WHAT IS EXPECTED:
In this exercise, retype exactly and only the lines from the top of the entries below through the line that holds "box: [116, 180, 127, 189]", omitting pictures.

RECORD SET:
——————

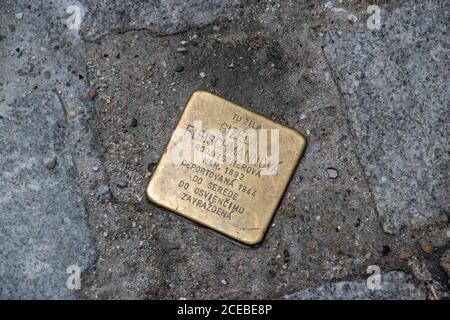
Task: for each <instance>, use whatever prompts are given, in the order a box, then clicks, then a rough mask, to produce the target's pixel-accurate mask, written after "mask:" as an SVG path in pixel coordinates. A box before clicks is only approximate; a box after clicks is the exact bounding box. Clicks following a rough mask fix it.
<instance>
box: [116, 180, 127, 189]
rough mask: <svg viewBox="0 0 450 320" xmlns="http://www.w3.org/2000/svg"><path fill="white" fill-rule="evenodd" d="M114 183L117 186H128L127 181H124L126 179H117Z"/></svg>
mask: <svg viewBox="0 0 450 320" xmlns="http://www.w3.org/2000/svg"><path fill="white" fill-rule="evenodd" d="M116 185H117V186H118V187H119V188H122V189H123V188H126V187H128V181H126V180H119V181H117V183H116Z"/></svg>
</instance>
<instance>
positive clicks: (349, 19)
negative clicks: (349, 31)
mask: <svg viewBox="0 0 450 320" xmlns="http://www.w3.org/2000/svg"><path fill="white" fill-rule="evenodd" d="M347 21H348V22H350V23H355V22H357V21H358V18H357V17H356V16H355V15H354V14H351V13H350V14H348V15H347Z"/></svg>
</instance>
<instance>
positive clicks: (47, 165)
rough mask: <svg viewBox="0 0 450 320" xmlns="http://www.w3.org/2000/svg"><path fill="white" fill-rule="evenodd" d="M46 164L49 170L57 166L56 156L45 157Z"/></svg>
mask: <svg viewBox="0 0 450 320" xmlns="http://www.w3.org/2000/svg"><path fill="white" fill-rule="evenodd" d="M44 166H45V167H46V168H47V169H49V170H51V169H53V168H54V167H56V156H51V157H48V158H46V159H44Z"/></svg>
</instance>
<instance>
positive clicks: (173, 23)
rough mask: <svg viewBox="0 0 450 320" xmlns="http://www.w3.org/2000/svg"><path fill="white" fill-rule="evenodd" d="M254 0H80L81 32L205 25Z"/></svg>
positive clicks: (95, 38) (163, 27) (134, 29)
mask: <svg viewBox="0 0 450 320" xmlns="http://www.w3.org/2000/svg"><path fill="white" fill-rule="evenodd" d="M252 2H255V1H252V0H250V1H248V0H246V1H240V0H190V1H177V0H164V1H160V0H147V1H139V2H129V1H121V0H113V1H108V0H83V1H80V2H79V4H80V5H81V6H82V7H83V8H84V10H85V12H86V14H85V17H86V22H85V23H84V24H83V25H84V26H83V29H82V32H83V34H84V35H85V37H86V38H88V39H97V38H99V37H101V36H104V35H107V34H110V33H117V32H125V31H130V30H148V31H151V32H152V33H153V34H154V35H157V36H161V35H169V34H174V33H178V32H182V31H186V30H188V29H191V28H198V27H202V26H205V25H208V24H210V23H212V22H214V21H215V20H217V19H218V18H220V19H224V18H225V17H226V16H232V15H231V14H232V13H233V12H236V11H237V9H239V8H240V7H243V6H244V5H248V3H252Z"/></svg>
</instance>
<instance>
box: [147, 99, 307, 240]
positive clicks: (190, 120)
mask: <svg viewBox="0 0 450 320" xmlns="http://www.w3.org/2000/svg"><path fill="white" fill-rule="evenodd" d="M194 121H201V122H202V129H203V130H206V129H223V128H239V129H242V130H247V129H249V128H255V129H259V128H262V129H279V131H278V132H279V166H278V171H277V173H276V174H275V175H263V174H261V167H260V166H258V165H257V164H246V165H245V166H243V165H242V164H239V163H226V162H224V163H219V164H218V163H213V162H210V163H200V164H199V163H195V161H191V162H189V161H184V162H182V163H181V164H175V163H174V162H173V161H172V158H171V157H172V156H171V151H172V149H173V148H174V146H175V145H176V144H177V143H179V139H177V138H176V137H175V135H172V137H171V139H170V141H169V143H168V145H167V147H166V150H165V152H164V154H163V155H162V157H161V160H160V161H159V163H158V165H157V167H156V168H155V171H154V172H153V174H152V177H151V179H150V182H149V184H148V186H147V189H146V194H147V198H148V199H149V200H150V201H151V202H154V203H155V204H157V205H160V206H162V207H164V208H166V209H169V210H171V211H173V212H175V213H177V214H180V215H182V216H184V217H186V218H189V219H191V220H193V221H195V222H197V223H200V224H202V225H204V226H207V227H209V228H211V229H214V230H216V231H219V232H221V233H223V234H225V235H227V236H229V237H231V238H233V239H236V240H238V241H241V242H243V243H245V244H249V245H251V244H256V243H259V242H260V241H262V239H263V237H264V235H265V232H266V230H267V228H268V226H269V224H270V222H271V220H272V216H273V214H274V213H275V211H276V208H277V206H278V204H279V202H280V200H281V198H282V196H283V193H284V191H285V189H286V187H287V185H288V183H289V180H290V177H291V175H292V173H293V171H294V169H295V167H296V165H297V163H298V160H299V158H300V156H301V154H302V153H303V150H304V149H305V146H306V141H305V139H304V138H303V136H301V135H300V134H299V133H297V132H296V131H294V130H293V129H290V128H287V127H285V126H283V125H281V124H279V123H276V122H274V121H272V120H270V119H268V118H265V117H263V116H261V115H259V114H256V113H254V112H251V111H249V110H247V109H245V108H243V107H240V106H238V105H236V104H234V103H231V102H229V101H227V100H225V99H223V98H220V97H218V96H216V95H213V94H211V93H208V92H205V91H197V92H194V94H193V95H192V96H191V98H190V100H189V102H188V103H187V106H186V108H185V110H184V112H183V114H182V116H181V118H180V120H179V122H178V125H177V129H182V130H188V128H189V129H192V124H193V123H194ZM269 136H270V134H269ZM192 137H194V135H192ZM198 141H199V139H197V140H196V142H195V141H194V139H193V140H192V142H193V143H198ZM205 143H207V142H206V139H205V141H203V142H202V144H203V145H204V144H205ZM269 145H270V143H269ZM205 162H207V161H205ZM258 172H259V173H258Z"/></svg>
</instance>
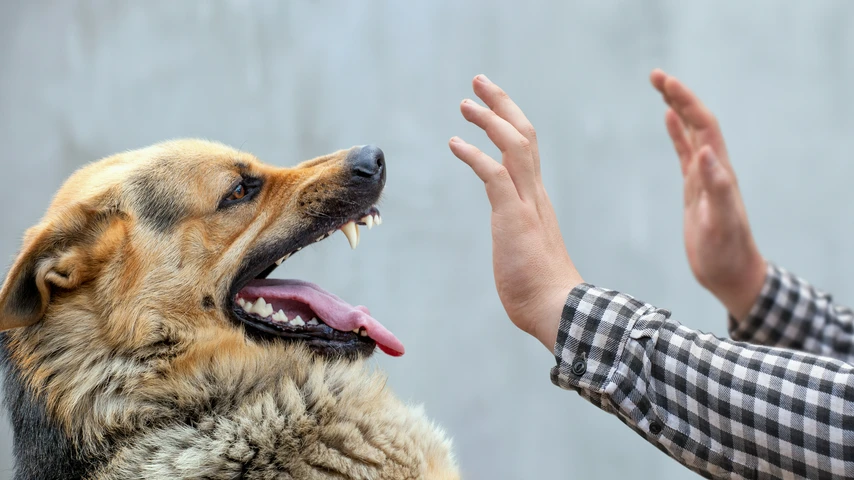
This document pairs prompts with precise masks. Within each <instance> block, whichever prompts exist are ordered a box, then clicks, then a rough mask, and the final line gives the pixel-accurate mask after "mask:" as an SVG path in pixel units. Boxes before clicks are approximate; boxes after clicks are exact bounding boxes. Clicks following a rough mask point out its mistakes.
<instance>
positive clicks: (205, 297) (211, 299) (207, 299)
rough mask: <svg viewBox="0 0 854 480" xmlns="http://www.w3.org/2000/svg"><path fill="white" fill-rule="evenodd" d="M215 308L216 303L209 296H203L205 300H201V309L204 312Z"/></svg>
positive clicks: (208, 295)
mask: <svg viewBox="0 0 854 480" xmlns="http://www.w3.org/2000/svg"><path fill="white" fill-rule="evenodd" d="M214 307H216V302H215V301H214V299H213V297H212V296H210V295H205V298H203V299H202V308H204V309H205V310H211V309H213V308H214Z"/></svg>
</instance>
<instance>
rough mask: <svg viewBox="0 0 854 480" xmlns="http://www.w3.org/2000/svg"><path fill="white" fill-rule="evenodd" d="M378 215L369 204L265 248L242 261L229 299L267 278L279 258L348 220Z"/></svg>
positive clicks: (288, 254) (348, 222) (313, 239)
mask: <svg viewBox="0 0 854 480" xmlns="http://www.w3.org/2000/svg"><path fill="white" fill-rule="evenodd" d="M379 215H380V211H379V209H378V208H377V207H376V206H371V207H369V208H367V209H364V210H360V211H358V212H357V213H355V214H352V215H349V216H346V217H340V218H341V219H340V220H339V221H337V222H334V221H328V220H327V221H325V222H323V223H322V224H321V225H319V226H317V227H315V228H313V229H312V230H311V231H309V232H308V233H305V234H303V235H301V236H300V238H299V240H296V241H291V242H282V244H281V245H283V246H276V247H272V248H269V249H267V251H266V252H265V253H264V254H262V255H261V258H258V259H250V260H249V261H246V262H244V267H243V268H241V270H240V272H241V273H238V275H237V276H236V277H235V278H236V279H235V281H234V282H233V283H232V286H231V289H230V291H229V292H228V293H229V299H230V300H232V301H233V298H234V295H235V294H236V293H237V292H239V291H240V289H242V288H243V287H245V286H246V284H248V283H249V282H251V281H252V280H253V279H257V278H267V277H268V276H269V275H270V274H271V273H273V271H274V270H275V269H276V268H277V267H278V266H279V265H278V264H277V263H276V262H277V261H278V260H279V259H281V258H287V257H290V256H291V255H293V254H295V253H297V252H299V251H300V250H302V249H303V248H305V247H307V246H309V245H312V244H314V243H317V242H319V241H321V240H325V239H326V238H328V237H329V236H330V235H332V234H333V233H335V231H336V230H338V229H340V228H341V227H343V226H344V225H346V224H348V223H350V222H357V223H359V224H360V225H364V223H360V222H361V219H363V218H364V217H366V216H377V217H378V216H379ZM253 266H254V267H253Z"/></svg>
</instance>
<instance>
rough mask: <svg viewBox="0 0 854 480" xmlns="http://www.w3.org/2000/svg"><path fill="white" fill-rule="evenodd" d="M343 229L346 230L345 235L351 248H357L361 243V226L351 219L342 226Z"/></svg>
mask: <svg viewBox="0 0 854 480" xmlns="http://www.w3.org/2000/svg"><path fill="white" fill-rule="evenodd" d="M341 231H342V232H344V236H345V237H347V241H348V242H350V248H352V249H354V250H355V249H356V247H357V246H358V245H359V227H358V226H357V225H356V222H354V221H352V220H350V221H349V222H347V223H346V224H344V226H343V227H341Z"/></svg>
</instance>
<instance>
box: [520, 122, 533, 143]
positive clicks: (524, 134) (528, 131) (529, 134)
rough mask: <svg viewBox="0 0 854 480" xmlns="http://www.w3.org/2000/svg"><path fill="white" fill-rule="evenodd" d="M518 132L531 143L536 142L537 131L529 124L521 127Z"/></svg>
mask: <svg viewBox="0 0 854 480" xmlns="http://www.w3.org/2000/svg"><path fill="white" fill-rule="evenodd" d="M520 131H521V132H522V135H524V136H525V138H527V139H528V140H530V141H531V142H535V141H536V140H537V130H536V129H534V126H533V125H531V124H530V123H528V124H525V125H522V128H521V129H520Z"/></svg>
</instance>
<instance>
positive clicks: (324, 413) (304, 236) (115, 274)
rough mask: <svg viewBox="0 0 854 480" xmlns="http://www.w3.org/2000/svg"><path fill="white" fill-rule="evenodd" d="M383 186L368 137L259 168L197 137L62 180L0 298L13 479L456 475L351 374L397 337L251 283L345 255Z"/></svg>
mask: <svg viewBox="0 0 854 480" xmlns="http://www.w3.org/2000/svg"><path fill="white" fill-rule="evenodd" d="M385 180H386V162H385V158H384V155H383V153H382V151H381V150H380V149H378V148H376V147H373V146H360V147H353V148H350V149H346V150H340V151H337V152H335V153H332V154H329V155H325V156H321V157H318V158H315V159H313V160H309V161H306V162H303V163H301V164H299V165H298V166H296V167H293V168H276V167H273V166H270V165H266V164H264V163H262V162H260V161H259V160H258V159H256V158H255V157H254V156H252V155H250V154H248V153H245V152H240V151H238V150H235V149H232V148H229V147H227V146H225V145H222V144H219V143H213V142H208V141H202V140H178V141H171V142H165V143H161V144H157V145H153V146H151V147H148V148H144V149H140V150H134V151H129V152H125V153H121V154H117V155H114V156H111V157H108V158H105V159H102V160H100V161H97V162H95V163H92V164H89V165H88V166H85V167H83V168H81V169H80V170H78V171H77V172H76V173H75V174H74V175H72V176H71V177H70V178H69V179H68V180H67V182H66V183H65V184H64V185H63V186H62V187H61V189H60V190H59V191H58V193H57V194H56V196H55V197H54V199H53V201H52V203H51V205H50V207H49V208H48V210H47V213H46V214H45V216H44V217H43V218H42V220H41V221H40V223H38V224H37V225H36V226H34V227H32V228H30V229H29V230H27V232H26V234H25V236H24V241H23V246H22V248H21V251H20V253H19V255H18V256H17V258H16V259H15V260H14V262H13V264H12V266H11V268H10V270H9V272H8V275H7V277H6V279H5V282H4V284H3V287H2V290H0V331H3V333H2V335H0V353H1V354H2V366H3V370H4V375H5V376H4V388H5V405H6V407H7V409H8V410H9V415H10V420H11V424H12V428H13V432H14V444H13V449H14V456H15V474H16V478H18V479H46V478H63V479H66V478H92V479H102V480H106V479H134V478H206V479H226V478H227V479H233V478H246V479H255V478H265V479H266V478H288V479H328V478H332V479H360V480H369V479H439V480H451V479H458V478H459V476H460V474H459V471H458V467H457V466H456V463H455V460H454V457H453V454H452V447H451V442H450V440H449V438H448V437H447V435H446V434H445V433H444V432H443V431H442V429H441V428H440V427H438V426H436V425H435V424H434V423H432V422H431V421H430V420H428V419H427V418H426V416H425V414H424V413H423V410H422V409H421V408H420V407H413V406H408V405H406V404H404V403H402V402H401V401H400V400H399V399H398V398H396V397H395V396H394V395H393V394H392V393H391V392H390V391H389V390H388V389H387V388H386V385H385V382H386V380H385V377H384V376H383V375H382V374H381V373H380V372H377V371H376V370H375V369H374V368H369V367H368V366H367V365H366V362H365V359H366V358H367V357H369V356H370V355H371V354H372V352H374V351H375V349H376V348H377V347H379V348H380V349H381V350H383V351H384V352H386V353H388V354H391V355H401V354H403V351H404V349H403V345H402V344H401V343H400V341H399V340H397V339H396V338H395V337H394V335H392V334H391V333H390V332H389V331H388V330H387V329H385V328H384V327H383V326H382V325H381V324H380V323H379V322H378V321H377V320H375V319H374V318H373V317H371V315H370V312H369V311H368V309H367V308H365V307H363V306H355V307H354V306H352V305H350V304H348V303H347V302H345V301H344V300H342V299H341V298H339V297H337V296H335V295H333V294H331V293H329V292H326V291H325V290H323V289H321V288H320V287H318V286H317V285H314V284H311V283H308V282H302V281H298V280H275V279H268V278H267V277H268V275H269V274H270V273H271V272H272V271H273V270H274V269H275V268H276V267H277V266H278V265H280V264H282V262H284V261H285V260H287V259H288V257H289V256H291V255H292V254H294V253H296V252H299V251H300V249H302V248H304V247H306V246H308V245H310V244H313V243H315V242H318V241H320V240H323V239H324V238H326V237H328V236H329V235H330V234H332V233H334V232H336V231H337V230H342V231H343V232H344V234H345V235H346V236H347V239H348V240H349V241H350V243H351V246H352V247H353V248H355V247H356V245H357V244H358V241H359V226H360V225H361V226H363V227H368V228H370V227H372V226H373V225H374V224H379V223H380V222H381V220H382V219H381V217H380V216H379V211H378V210H377V209H376V206H375V205H376V203H377V202H378V200H379V198H380V195H381V193H382V190H383V187H384V185H385ZM363 230H364V228H363Z"/></svg>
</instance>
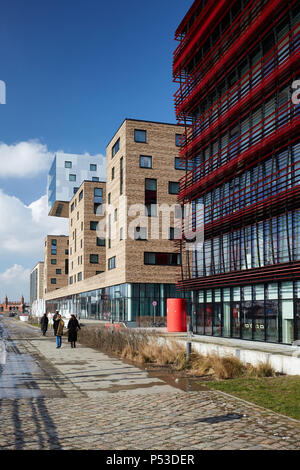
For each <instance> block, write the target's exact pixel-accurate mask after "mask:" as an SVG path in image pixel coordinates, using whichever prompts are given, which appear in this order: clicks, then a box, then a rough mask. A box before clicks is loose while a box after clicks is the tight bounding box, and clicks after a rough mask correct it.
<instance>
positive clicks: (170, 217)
mask: <svg viewBox="0 0 300 470" xmlns="http://www.w3.org/2000/svg"><path fill="white" fill-rule="evenodd" d="M96 215H100V216H102V218H101V219H100V220H99V222H98V223H97V228H96V233H97V237H99V238H101V239H108V240H126V239H131V240H183V241H185V242H186V249H187V250H191V251H194V250H196V249H199V246H200V245H203V240H204V223H203V222H204V206H203V204H197V207H196V208H195V206H193V205H192V204H189V203H188V204H184V205H180V204H172V205H169V204H151V205H144V204H131V205H128V201H127V197H126V196H121V197H120V198H119V201H118V204H117V205H113V204H102V205H101V206H99V207H98V209H97V211H96Z"/></svg>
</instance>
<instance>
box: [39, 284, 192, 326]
mask: <svg viewBox="0 0 300 470" xmlns="http://www.w3.org/2000/svg"><path fill="white" fill-rule="evenodd" d="M190 295H191V294H190V293H189V294H188V298H190ZM175 297H176V298H177V297H183V294H182V292H179V291H177V290H176V286H175V284H142V283H140V284H129V283H127V284H120V285H116V286H112V287H106V288H102V289H97V290H94V291H90V292H84V293H80V294H74V295H71V296H68V297H63V298H60V299H58V300H54V301H47V303H46V306H47V312H52V313H53V312H55V310H60V312H61V313H62V314H63V315H70V314H72V313H73V314H76V315H77V316H78V318H92V319H97V320H107V321H109V320H111V319H113V320H114V321H135V320H137V319H138V318H139V317H150V318H152V317H154V307H153V305H152V302H153V301H154V300H155V301H156V302H157V306H156V307H155V310H156V311H155V316H157V317H165V316H166V313H167V306H166V303H167V298H175ZM190 305H191V304H190V303H189V304H188V308H190Z"/></svg>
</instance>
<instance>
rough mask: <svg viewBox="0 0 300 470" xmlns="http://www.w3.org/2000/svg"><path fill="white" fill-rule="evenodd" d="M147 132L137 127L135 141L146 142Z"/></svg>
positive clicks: (135, 133) (134, 140) (134, 134)
mask: <svg viewBox="0 0 300 470" xmlns="http://www.w3.org/2000/svg"><path fill="white" fill-rule="evenodd" d="M146 139H147V133H146V131H144V130H139V129H135V130H134V141H135V142H146Z"/></svg>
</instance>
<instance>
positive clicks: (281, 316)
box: [189, 281, 300, 344]
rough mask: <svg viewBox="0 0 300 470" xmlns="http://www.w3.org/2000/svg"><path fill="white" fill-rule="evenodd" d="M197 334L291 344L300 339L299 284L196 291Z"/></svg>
mask: <svg viewBox="0 0 300 470" xmlns="http://www.w3.org/2000/svg"><path fill="white" fill-rule="evenodd" d="M189 309H190V311H191V312H192V313H193V315H192V318H193V326H194V331H195V333H197V334H201V335H209V336H224V337H231V338H240V339H245V340H251V341H265V342H270V343H283V344H291V343H292V342H293V341H295V340H299V339H300V281H294V282H293V281H286V282H278V283H265V284H254V285H251V286H250V285H249V286H241V287H230V288H226V287H225V288H220V289H219V288H218V289H203V290H199V291H195V292H193V294H192V299H191V300H190V307H189Z"/></svg>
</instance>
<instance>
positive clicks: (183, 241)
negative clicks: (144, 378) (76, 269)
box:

——————

EXERCISE ANSWER:
Task: for each <instance>, use whatever prompts are given, in the order a box, then clicks, then a rough mask, to produce the target's pixel-accurate mask, written after "mask:" as an SVG path in pixel coordinates. A box before clicks is only approximate; a box after clicks is the exact bounding box. Clicks following a rough mask fix it.
<instance>
box: [116, 180, 127, 189]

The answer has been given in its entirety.